EXTRACTED TEXT:
---

CEO who fired 900 employees on Zoom gets sued for 'misleading investors'
Former Better.com employee has claimed that CEO Vishal Garg misrepresented company's statements to ensure investors go through with a SPAC merger instead of withdrawing due to its financial condition.

A former Better.com employee has sued the company and its chief executive, Vishal Garg, alleging they provided misleading statements to investors about the digital mortgage firm's financial prospects and performance. Remember Vishal Garg was in news a year back for firing 900 employees over a Zoom call.
Sarah Pierce, a former executive vice-president for sales and operations at Better.com claimed in her lawsuit that Garg misrepresented company's statements to ensure investors go through with a SPAC merger instead of withdrawing due to its financial condition.
Better.com's plan to go public through a merger with a special-purpose acquisition company (SPAC) Aurora Acquisition Corp, in a deal that valued it at $7.7 billion, was agreed to last year and has yet to close. SPAC deals were among the hottest investment trends during the pandemic as early-stage companies looked to go public.
Pierce said in the lawsuit that she was pushed out of her role in February in retaliation for raising concerns about the deal. She is seeking financial compensation.
It is being alleged that Garg has been leading the struggling lender in its effort to merge with a special-purpose acquisition company, or SPAC. After his publically infamous mass firing on a video conference call in December, Garg had accused some of the terminated workers of “stealing" from the company by being unproductive.
Pierce says she pushed the company to put out a statement correcting Garg’s “misinformation" on the terminated employees and personally confronted him, saying she “would not enable his false narrative."
Garg is also being accused of misrepresenting the company’s prospects to investors and directors after he told them the company would return to profitability in the first quarter of 2022 -- “despite Pierce and other senior leaders explicitly stating that this outcome was not possible," according to the complaint.
Better had disclosed in a regulatory filing that its fourth-quarter net losses in FY could reach $182 million. The company fired about 3,000 employees in the U.S. and India in March as rising interest rates weighed on the volume of new loans.
A Better.com lawyer has rejected the claims and called them "without merit". "The company is confident in our financial and accounting practices, and we will vigorously defend this lawsuit," the lawyer added.
Founded in 2016 and headquartered in New York, Better.com offers mortgage and insurance products to homeowners through its online platform.

---

Stored data:
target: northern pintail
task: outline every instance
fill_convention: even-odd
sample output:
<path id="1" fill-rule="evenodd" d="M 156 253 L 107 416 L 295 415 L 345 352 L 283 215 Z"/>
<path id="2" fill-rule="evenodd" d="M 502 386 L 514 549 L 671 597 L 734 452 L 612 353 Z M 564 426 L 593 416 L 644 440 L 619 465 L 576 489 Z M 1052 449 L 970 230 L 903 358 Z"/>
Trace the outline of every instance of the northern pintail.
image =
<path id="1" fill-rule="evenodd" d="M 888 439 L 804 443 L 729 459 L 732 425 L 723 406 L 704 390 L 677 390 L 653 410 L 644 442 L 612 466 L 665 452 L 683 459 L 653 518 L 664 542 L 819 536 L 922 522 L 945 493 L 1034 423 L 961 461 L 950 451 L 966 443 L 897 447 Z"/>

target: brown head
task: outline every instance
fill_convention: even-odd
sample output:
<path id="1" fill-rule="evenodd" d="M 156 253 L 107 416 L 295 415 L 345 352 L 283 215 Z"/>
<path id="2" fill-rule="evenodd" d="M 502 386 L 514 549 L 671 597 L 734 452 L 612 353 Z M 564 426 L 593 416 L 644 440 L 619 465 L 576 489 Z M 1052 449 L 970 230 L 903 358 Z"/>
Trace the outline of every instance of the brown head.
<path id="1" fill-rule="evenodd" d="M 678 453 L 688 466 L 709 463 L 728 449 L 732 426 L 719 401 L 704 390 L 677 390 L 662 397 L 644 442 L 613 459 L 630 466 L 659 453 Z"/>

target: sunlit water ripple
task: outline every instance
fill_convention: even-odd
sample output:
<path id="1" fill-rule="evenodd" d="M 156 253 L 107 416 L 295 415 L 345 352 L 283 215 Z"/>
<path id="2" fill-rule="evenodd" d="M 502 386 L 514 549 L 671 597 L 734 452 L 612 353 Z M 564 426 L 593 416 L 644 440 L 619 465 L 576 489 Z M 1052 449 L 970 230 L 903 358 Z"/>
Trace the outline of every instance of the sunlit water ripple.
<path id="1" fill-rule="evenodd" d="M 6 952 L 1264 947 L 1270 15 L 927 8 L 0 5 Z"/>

---

QUESTIONS TO ANSWER:
a. Which calendar months does the Better.com article name?
b. Return the Better.com article's text from "Better had disclosed" to "of new loans.".
c. In the Better.com article, what value did the deal with Aurora Acquisition Corp place on Better.com?
The stored data rows are separate material from the Better.com article.

ANSWERS FOR EACH ITEM:
a. February, December, March

b.
Better had disclosed in a regulatory filing that its fourth-quarter net losses in FY could reach $182 million. The company fired about 3,000 employees in the U.S. and India in March as rising interest rates weighed on the volume of new loans.

c. $7.7 billion